** Texte à lire **
§

Nous avons beau être en septembre, le temps des voyages n’est pas fini. Le Dilettante vient de sortir un véritable OVNI littéraire, à mi-chemin entre le récit d’initiation à la Candide et une fable loufoque digne des Monty Python, qui vous amènera à considérer Ikea, la célèbre firme suédoise qui meuble depuis déjà des décennies nos intérieurs, d’un autre œil. Roman Puértolas imagine une épopée burlesque, dans laquelle un fakir habillé comme un nabab traverse la Manche coincé dans une armoire Ikea. Entre l’armoire de Narnia, qui nous emmène dans un autre monde où les lions parlent, et celle de Roman Puértolas, qui vous embarque pour une aventure encore plus cosmopolite que L’Auberge espagnole, on se le tiendra pour dit : on ne sait jamais ce qui nous attend quand on rentre dans une armoire.

§

** Extrait de données **
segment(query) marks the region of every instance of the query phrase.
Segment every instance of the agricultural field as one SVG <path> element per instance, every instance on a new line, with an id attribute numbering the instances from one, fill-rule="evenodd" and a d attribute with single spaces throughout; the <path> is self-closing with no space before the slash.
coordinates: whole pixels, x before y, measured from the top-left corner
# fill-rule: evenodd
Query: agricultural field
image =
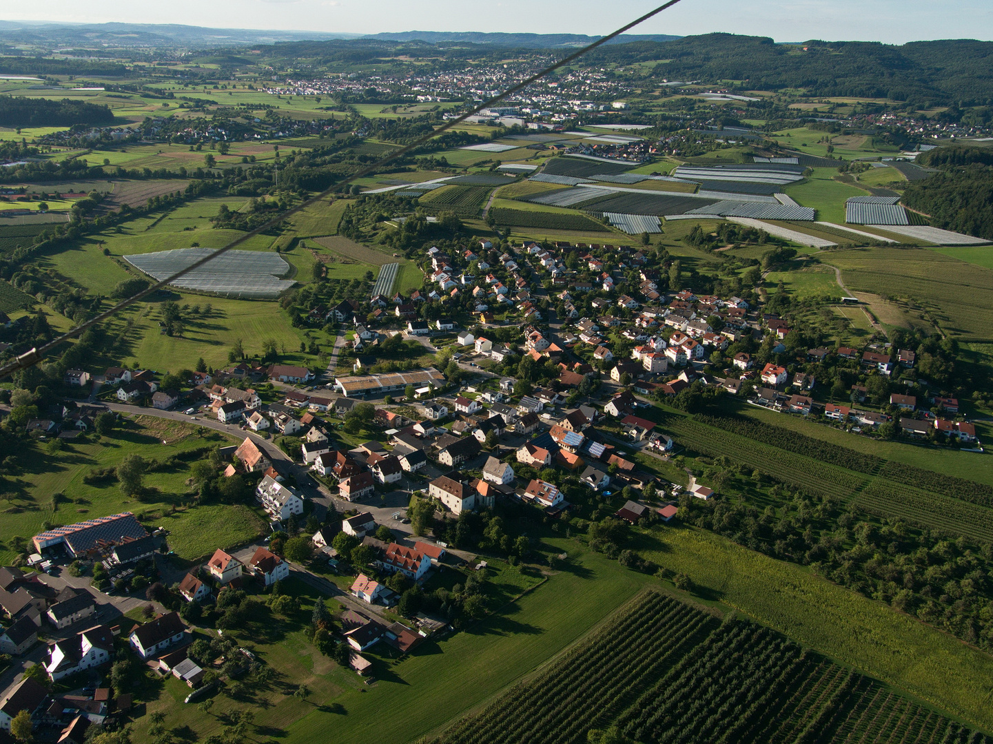
<path id="1" fill-rule="evenodd" d="M 496 224 L 510 227 L 570 229 L 586 232 L 610 231 L 606 226 L 585 215 L 493 208 L 490 210 L 490 216 L 496 221 Z"/>
<path id="2" fill-rule="evenodd" d="M 835 173 L 833 168 L 814 168 L 810 178 L 783 187 L 782 193 L 800 207 L 817 210 L 817 220 L 844 224 L 845 200 L 864 197 L 866 192 L 835 181 L 832 178 Z"/>
<path id="3" fill-rule="evenodd" d="M 733 613 L 719 623 L 648 590 L 434 741 L 583 744 L 591 729 L 674 744 L 792 741 L 807 730 L 826 741 L 937 744 L 961 727 Z"/>
<path id="4" fill-rule="evenodd" d="M 928 248 L 835 250 L 821 256 L 853 291 L 895 296 L 915 315 L 958 337 L 988 339 L 993 328 L 993 269 Z"/>
<path id="5" fill-rule="evenodd" d="M 93 517 L 105 517 L 119 512 L 134 512 L 139 518 L 155 519 L 181 507 L 189 491 L 186 481 L 190 477 L 190 462 L 181 461 L 176 466 L 146 475 L 145 485 L 148 495 L 141 501 L 125 498 L 117 488 L 114 478 L 84 482 L 84 477 L 94 468 L 112 468 L 125 455 L 141 455 L 146 460 L 164 462 L 170 457 L 184 456 L 193 450 L 203 450 L 204 454 L 194 454 L 201 459 L 210 448 L 226 446 L 231 441 L 217 432 L 175 423 L 159 418 L 137 416 L 124 419 L 109 436 L 100 439 L 87 435 L 89 440 L 80 443 L 67 443 L 56 454 L 43 454 L 42 445 L 37 457 L 23 457 L 19 475 L 5 481 L 6 490 L 2 494 L 4 518 L 0 520 L 0 559 L 10 561 L 17 551 L 11 539 L 15 535 L 30 537 L 41 531 L 43 522 L 71 523 Z M 163 440 L 167 443 L 163 444 Z M 53 494 L 61 494 L 53 500 Z M 229 525 L 219 511 L 210 508 L 192 508 L 177 513 L 170 520 L 181 531 L 193 536 L 196 527 L 188 526 L 188 521 L 222 527 L 217 534 L 231 537 L 236 544 L 258 534 L 260 521 L 251 512 L 232 519 Z M 234 508 L 225 508 L 234 510 Z M 242 508 L 243 509 L 243 508 Z M 234 510 L 237 511 L 237 510 Z M 194 543 L 191 543 L 194 544 Z M 185 545 L 176 545 L 178 551 L 190 554 Z M 190 555 L 190 557 L 199 557 Z"/>
<path id="6" fill-rule="evenodd" d="M 492 186 L 443 186 L 425 194 L 418 203 L 432 210 L 475 217 L 492 191 Z"/>
<path id="7" fill-rule="evenodd" d="M 0 312 L 13 313 L 31 307 L 35 303 L 36 300 L 31 295 L 25 294 L 5 281 L 0 281 Z"/>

§

** Consignes **
D'après le texte sur le roman de Roman Puértolas, dans quoi le fakir se trouve-t-il coincé pendant sa traversée de la Manche ?

** Réponse attendue **
Dans une armoire Ikea.